#### Requirement
How might the article about Cardinal Kevin Farrell's appointment to the Vatican finance committee go on? Write the next few paragraphs, starting after its final sentence.

#### Source extract
· · · · · · ·

Cardinal Kevin Farrell prepares to perform the Asperges before Mass at the World Meeting of Families in Dublin, Aug. 23, 2018. / Daniel Ibanez/CNA

Cardinal Kevin Farrell was appointed last week to lead a small committee charged with scrutinizing high-level Vatican financial decisions not governed by ordinary Vatican oversight norms.

Because of Farrell's background, the cardinal's promotion raises questions about what is contained, and not contained, in a long-awaited report on the Vatican's investigation into the career, connections, and sexual malfeasance of Theodore McCarrick.

Already the camerlengo-charged with leading the College of Cardinals when the pope dies- Farrell will now be given singular insight into the Vatican's finances, and into progress in the ongoing task of Vatican financial reform and accountability.

The transactions Farrell will oversee involve matters governed by the pontifical secret, matters pertaining to the international sovereignty of the Holy See, and matters pertaining to high-level diplomatic relations; Farrell and his committee will be therefore uniquely informed about issues of Church governance and statecraft at the highest level, and, one supposes, exercise some control over the purse on those fronts.

Information is currency in Rome, and Cardinal Farrell's new position makes him uniquely informed, and therefore among the most powerful figures in Vatican leadership.

· · · · · · ·

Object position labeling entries
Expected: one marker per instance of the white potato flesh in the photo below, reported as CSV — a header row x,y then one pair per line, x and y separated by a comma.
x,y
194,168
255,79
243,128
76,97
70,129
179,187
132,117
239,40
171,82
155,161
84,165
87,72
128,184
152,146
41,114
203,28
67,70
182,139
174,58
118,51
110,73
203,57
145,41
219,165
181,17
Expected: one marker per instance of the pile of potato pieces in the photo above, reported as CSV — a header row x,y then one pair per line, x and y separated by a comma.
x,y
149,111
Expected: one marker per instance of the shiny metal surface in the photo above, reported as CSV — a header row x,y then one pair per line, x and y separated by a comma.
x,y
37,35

· · · · · · ·

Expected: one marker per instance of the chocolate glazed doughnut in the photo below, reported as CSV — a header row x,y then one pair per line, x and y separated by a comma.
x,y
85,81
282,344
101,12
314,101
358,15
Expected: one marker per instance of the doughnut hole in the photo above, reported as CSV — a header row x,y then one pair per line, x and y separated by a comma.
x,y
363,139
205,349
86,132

· · · · · · ·

#### Answer to the problem
Farrell, 73, was born in Dublin, and was ordained a priest of the Legion of Christ in 1978. He left that religious order in the 1980s, and was incardinated in the Archdiocese of Washington. He was a pastor, director of the archdiocesan Hispanic center, briefly director of Catholic Charities, and spent the 1990s as archdiocesan CFO.

In 2001, the year McCarrick came to Washington, Farrell became vicar general of the Washington archdiocese and an auxiliary bishop. Farrell also served as moderator of the archdiocesan curia; as both vicar general and moderator of the curia, he would have been McCarrick's principal deputy on matters related to finances, parishes, schools, charitable projects, ministry programs, and the chancery staff of the archdiocese.

Farrell also lived with McCarrick from 2002 until 2006.

During the time in which Farrell lived with McCarrick and was his principal deputy in Washington, the Archdiocese of Newark paid into an $80,000 settlement with a laicized priest who claims he was abused by the former cardinal. In the same time period, the Diocese of Metuchen received several complaints that McCarrick committed abuse, which it referred to law enforcement and settled out of court. In 2006, the Diocese of Metuchen paid a separate $100,000 settlement to a laicized priest who said he had been abused by McCarrick.

In the same year, 2006, McCarrick moved from the apartment he shared with Farrell into a seminary in the Washington archdiocese.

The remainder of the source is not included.